● What is needed:
Copy the TiVo forum thread from the words "Is your tivo" through "skip the download.", replacing "router" with "gateway" each time it appears.
**** Source excerpt ****
# Noob help needed / trying to change IP address



## PJO1966 (Mar 5, 2002)

I zippered my HD TiVo and lost the IP address after a couple of days. I hooked up a serial cable today and am having issues. Following the instructions I've found, this is what I got.



> bash-2.02# cd /enhancements
> bash-2.02# tivosh net-status.tcl
> Didn't find network with Default = 1, exiting...
> bash-2.02# sh net-launch.sh
> ...


Note that the cd /enhancements did not change the directory. My biggest concern is the "Didn't find network" message that kept popping up.

I've done a lot of searching on TCF and other forums over the past couple of weeks. I've learned a lot, but I still have a lot to learn. If someone could either post a sugegstion or point me to a thread I may have missed, I would appreciate it.


----------



## PJO1966 (Mar 5, 2002)

I tried to redo tweak and it told me to run e2fsck again. After I did so I redid tweak again:



> bash-2.02# cd /hacks
> bash-2.02# sh tweak.sh
> 
> Downloading latest Enhancement script...
> ...


Any assistance would be most welcome.


----------



## addicted4life (Oct 4, 2006)

so did you run it one more time ? 

do a search for angryip it will find the ip of anything connected to your netrwork


----------



## PJO1966 (Mar 5, 2002)

Ran AngryIP. It did not find it. I am rerunning the zipper now.


----------



## Jameson_Prod (Jan 3, 2005)

Were you able to get into the tivo with the serial cable and get to a bash prompt? If yes, you can run the network.tcl to set the network address without having to re-run zipper. I ran into this problem on one particular tivo I was working with and fixed it this way.

If you can get in to the bash prompt, post again and I will get you the directory and the syntax for running the network.tcl. (not at home right now)

Good luck.


----------



## rbautch (Feb 6, 2004)

PJO1966 said:


> I tried to redo tweak and it told me to run e2fsck again. After I did so I redid tweak again:
> 
> Any assistance would be most welcome.


Is your tivo connected to the internet through your router? Is your router blocking traffic to the internet? What are your DNS settings on your tivo? If all else fails, copy the rbautch_files.tgz archive to the same directory as tweak.sh. It will recognize it's there, and will skip the download.


----------



## JWThiers (Apr 13, 2005)

PJO1966 said:


> I tried to redo tweak and it told me to run e2fsck again. After I did so I redid tweak again:
> 
> Any assistance would be most welcome.


Check the troubleshooting section of the wiki. see my sig for link.


----------



## PJO1966 (Mar 5, 2002)

Thanks for all the suggestions, guys. I ended up redoing the zipper a couple days ago because I lost the lights on my USB ethernet adaptor. I checked the serial by entering tivosh net-status.tcl to the bash-prompt. I still got the "Didn't find network with Default = 1, exiting..."


----------



## JWThiers (Apr 13, 2005)

can you ping the ip of your tivo?


----------
**** Supplied material ****
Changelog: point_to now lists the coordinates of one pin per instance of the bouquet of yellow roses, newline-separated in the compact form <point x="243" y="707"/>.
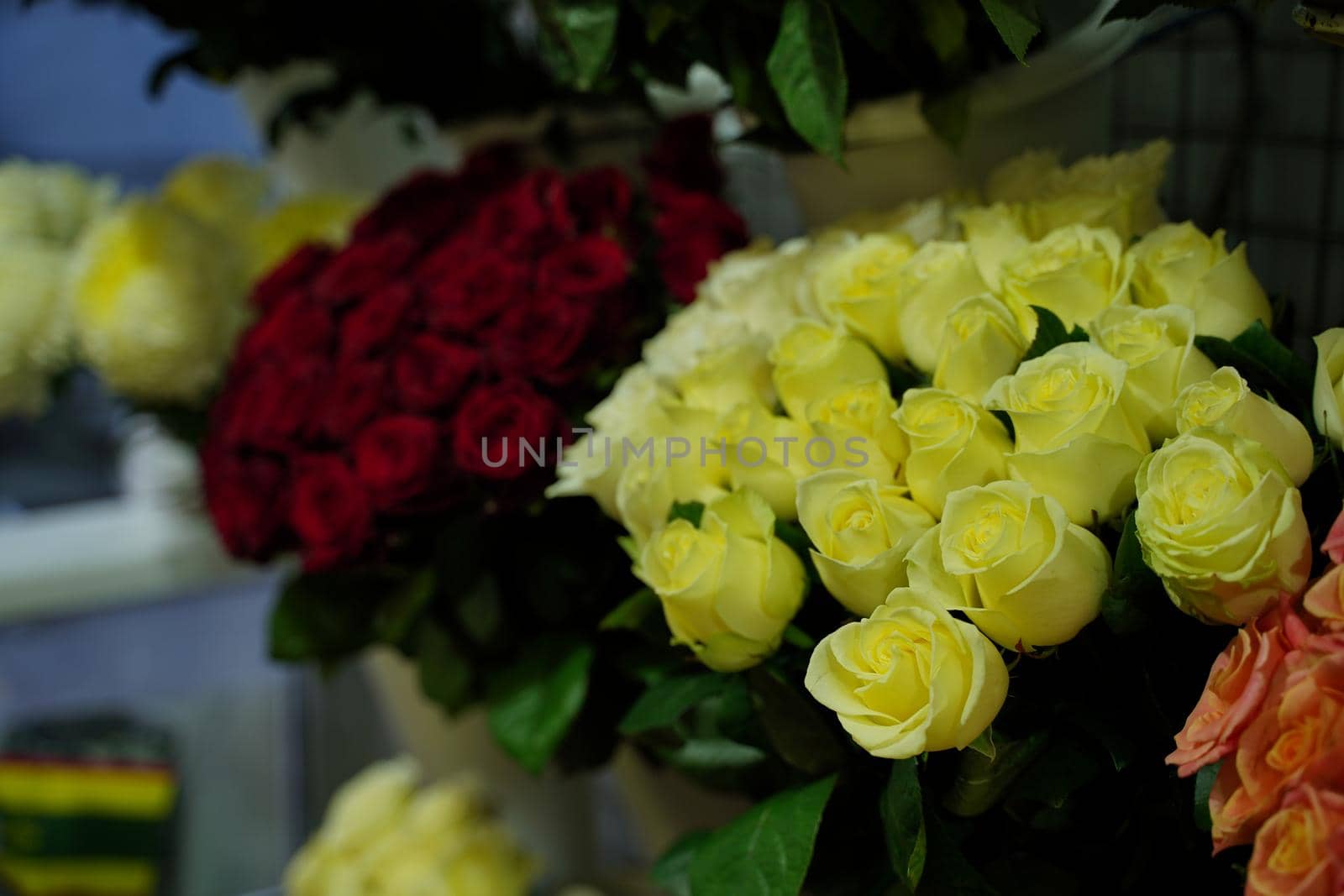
****
● Solution:
Is your tivo connected to the internet through your gateway? Is your gateway blocking traffic to the internet? What are your DNS settings on your tivo? If all else fails, copy the rbautch_files.tgz archive to the same directory as tweak.sh. It will recognize it's there, and will skip the download.